→ **Testo fornito**
# # # # #

Oggi, nell’era della prima pandemia social c’è un Ronald Ross dietro a ogni compilatore di piani cartesiani pandemici, a ogni tracciatore di curve logaritmiche e esponenziali, a ogni statistico professionale o dilettante e ai suoi grafici. Ma ci vorrebbe un Giuseppe Sergi per descrivere la psicosi epidemica che ha colto tutti noi che li condividiamo e li commentiamo compulsivamente.
“Psicosi epidemica” non è pari ad “epidemia psicotica”: in altri termini, un conto è la propagazione di una psicosi come se fosse una malattia contagiosa del corpo, un altro è un’epidemia che stia tutta nella mente malata delle persone. Non sottolineare la differenza i due concetti è pane per i denti di un negazionista. Equivocarli apposta lascerebbe a costui una tavola imbandita.

# # # # #

Dati di localizzazione con un punto per istanza
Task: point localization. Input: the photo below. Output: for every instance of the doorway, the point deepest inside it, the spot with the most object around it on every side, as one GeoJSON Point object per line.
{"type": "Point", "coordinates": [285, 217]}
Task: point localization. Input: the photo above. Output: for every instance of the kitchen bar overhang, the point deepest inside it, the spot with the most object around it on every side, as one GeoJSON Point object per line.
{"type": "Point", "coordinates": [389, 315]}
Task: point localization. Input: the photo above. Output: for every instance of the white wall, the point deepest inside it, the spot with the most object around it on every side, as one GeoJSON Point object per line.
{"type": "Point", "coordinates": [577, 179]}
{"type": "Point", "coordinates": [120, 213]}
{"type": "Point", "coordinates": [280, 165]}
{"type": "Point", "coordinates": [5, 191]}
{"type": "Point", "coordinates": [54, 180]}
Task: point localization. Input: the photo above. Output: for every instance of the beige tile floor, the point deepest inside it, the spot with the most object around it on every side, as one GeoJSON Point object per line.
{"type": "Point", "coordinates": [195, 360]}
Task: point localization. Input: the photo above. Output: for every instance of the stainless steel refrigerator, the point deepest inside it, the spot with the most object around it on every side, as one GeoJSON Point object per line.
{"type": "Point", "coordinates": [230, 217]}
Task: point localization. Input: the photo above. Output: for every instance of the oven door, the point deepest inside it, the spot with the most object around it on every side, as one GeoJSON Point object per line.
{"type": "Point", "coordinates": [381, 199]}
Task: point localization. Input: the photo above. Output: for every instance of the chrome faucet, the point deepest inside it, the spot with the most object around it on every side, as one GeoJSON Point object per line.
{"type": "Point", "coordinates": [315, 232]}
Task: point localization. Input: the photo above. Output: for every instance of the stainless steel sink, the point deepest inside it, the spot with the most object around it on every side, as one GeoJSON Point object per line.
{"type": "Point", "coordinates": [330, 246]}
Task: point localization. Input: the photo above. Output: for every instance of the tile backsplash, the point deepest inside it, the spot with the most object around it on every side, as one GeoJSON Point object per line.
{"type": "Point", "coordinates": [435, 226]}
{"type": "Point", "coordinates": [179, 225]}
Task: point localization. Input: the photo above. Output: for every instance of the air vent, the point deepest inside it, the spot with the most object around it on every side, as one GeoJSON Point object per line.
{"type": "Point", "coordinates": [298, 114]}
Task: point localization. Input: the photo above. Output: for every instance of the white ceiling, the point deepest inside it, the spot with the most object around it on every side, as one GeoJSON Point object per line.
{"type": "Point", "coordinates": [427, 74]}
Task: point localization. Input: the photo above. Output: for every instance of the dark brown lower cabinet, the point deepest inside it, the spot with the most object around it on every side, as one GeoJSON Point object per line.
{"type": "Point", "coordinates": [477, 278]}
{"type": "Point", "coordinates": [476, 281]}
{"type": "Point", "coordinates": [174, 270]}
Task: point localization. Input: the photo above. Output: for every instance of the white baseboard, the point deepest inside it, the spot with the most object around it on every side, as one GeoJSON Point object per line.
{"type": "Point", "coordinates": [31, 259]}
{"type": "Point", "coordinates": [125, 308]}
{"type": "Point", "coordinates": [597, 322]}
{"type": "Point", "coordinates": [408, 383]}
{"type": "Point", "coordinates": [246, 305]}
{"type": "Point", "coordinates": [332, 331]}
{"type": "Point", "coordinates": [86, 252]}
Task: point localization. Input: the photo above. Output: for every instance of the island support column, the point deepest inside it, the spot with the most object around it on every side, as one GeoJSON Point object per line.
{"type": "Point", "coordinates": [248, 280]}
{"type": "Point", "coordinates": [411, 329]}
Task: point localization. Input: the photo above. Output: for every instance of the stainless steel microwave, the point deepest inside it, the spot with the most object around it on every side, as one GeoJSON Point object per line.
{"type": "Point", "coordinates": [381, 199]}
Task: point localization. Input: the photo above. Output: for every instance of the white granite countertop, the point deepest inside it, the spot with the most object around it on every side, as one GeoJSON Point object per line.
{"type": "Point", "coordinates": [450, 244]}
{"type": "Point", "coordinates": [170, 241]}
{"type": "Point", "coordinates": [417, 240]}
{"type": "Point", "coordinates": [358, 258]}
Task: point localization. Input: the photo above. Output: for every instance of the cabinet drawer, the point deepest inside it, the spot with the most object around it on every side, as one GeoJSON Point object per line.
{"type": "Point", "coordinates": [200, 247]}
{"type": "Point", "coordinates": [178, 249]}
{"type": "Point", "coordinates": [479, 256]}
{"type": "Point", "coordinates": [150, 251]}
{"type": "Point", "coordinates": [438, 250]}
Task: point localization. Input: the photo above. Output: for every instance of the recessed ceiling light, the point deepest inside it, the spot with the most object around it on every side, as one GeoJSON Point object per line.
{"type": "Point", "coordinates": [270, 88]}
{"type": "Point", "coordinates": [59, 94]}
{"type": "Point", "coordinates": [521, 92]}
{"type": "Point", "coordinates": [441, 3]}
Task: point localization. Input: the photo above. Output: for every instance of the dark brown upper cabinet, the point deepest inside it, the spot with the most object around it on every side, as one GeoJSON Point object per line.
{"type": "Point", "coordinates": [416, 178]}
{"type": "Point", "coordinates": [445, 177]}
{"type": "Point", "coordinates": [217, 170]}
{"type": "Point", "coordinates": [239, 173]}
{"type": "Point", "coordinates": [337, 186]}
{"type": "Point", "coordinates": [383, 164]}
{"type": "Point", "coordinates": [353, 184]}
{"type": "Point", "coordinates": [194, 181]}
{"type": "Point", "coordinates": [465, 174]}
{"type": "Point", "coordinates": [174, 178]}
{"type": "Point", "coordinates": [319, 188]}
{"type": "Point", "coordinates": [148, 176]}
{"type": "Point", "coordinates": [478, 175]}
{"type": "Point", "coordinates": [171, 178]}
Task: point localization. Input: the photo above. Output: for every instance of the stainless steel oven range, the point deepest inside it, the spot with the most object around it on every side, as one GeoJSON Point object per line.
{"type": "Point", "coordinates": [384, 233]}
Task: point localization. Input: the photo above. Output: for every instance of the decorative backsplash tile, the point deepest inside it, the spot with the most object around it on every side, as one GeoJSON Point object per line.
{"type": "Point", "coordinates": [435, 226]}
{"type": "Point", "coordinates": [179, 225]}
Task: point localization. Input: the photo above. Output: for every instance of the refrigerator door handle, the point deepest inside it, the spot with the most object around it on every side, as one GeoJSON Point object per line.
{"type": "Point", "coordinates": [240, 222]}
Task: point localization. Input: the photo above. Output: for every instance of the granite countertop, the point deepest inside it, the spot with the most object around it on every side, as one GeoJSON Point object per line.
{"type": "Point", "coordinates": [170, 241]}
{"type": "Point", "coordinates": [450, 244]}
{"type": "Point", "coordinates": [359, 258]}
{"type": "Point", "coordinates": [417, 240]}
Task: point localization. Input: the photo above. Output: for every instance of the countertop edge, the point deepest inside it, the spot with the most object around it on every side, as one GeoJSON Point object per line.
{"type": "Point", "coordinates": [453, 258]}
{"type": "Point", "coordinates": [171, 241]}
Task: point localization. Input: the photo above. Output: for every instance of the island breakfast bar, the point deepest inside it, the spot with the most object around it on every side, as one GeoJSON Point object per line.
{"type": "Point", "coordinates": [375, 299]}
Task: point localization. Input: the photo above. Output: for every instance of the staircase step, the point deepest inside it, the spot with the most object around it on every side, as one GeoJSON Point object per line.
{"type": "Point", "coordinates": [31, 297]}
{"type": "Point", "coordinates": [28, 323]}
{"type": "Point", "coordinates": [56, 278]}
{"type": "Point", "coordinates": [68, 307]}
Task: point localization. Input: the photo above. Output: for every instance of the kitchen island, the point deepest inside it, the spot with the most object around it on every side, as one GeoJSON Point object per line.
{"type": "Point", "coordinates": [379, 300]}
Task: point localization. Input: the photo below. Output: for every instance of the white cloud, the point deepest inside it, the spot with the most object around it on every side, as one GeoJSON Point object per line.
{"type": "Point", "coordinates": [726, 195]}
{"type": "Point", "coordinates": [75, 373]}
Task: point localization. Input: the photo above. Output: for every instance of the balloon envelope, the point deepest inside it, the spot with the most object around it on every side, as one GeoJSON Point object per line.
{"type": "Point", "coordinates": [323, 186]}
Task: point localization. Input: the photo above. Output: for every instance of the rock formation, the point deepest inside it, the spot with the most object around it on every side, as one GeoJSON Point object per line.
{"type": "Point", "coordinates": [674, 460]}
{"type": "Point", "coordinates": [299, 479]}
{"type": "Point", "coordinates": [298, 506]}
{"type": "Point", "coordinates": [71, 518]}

# # # # #

→ **Il compito**
Prosegui il testo sulla psicosi epidemica partendo subito dopo la sua ultima frase.

→ **Risposta**
20-11-03 martedì 13:45ca
Mi viene da pensare alle storie, polemiche?, sul sovranismo, o cose affini.
Propagatori ce ne sono molti, focolai di partenza abbastanza, contagiati chissà, sembrerebbero assai. Ma seguendo a volo d’uccello queste vicende noto che altrettanto numerosi, di più?, di meno?, sono quanti si dichiarano non contagiati, che a loro volta cercano di diffondere un’altra opinione, virus?
Concordo sul fatto che non è questione di singoli ma di masse, movimenti, interessi plurali, ma questo mi fa domandare se esistano vaccini, tali da poter essere accettati universalmente, che potrebbero essere accolti da qualunque lato si affronti, guardi, il problema. Ovvero, ci si può accordare sulla definizione di quale sia la cosa che non va e di seguito ci si unisca nella condanna, anche se non sul modo di risolverla.
Altro dubbio, esiste la possibilità che le parti non siano a priori già schierate e perciò sorde ad altre prospettive? Io parlo e so che chi ascolta in un certo modo già la pensa come me, ignoro volutamente chi parla ad altra congrega, e questo in maniera vicendevole.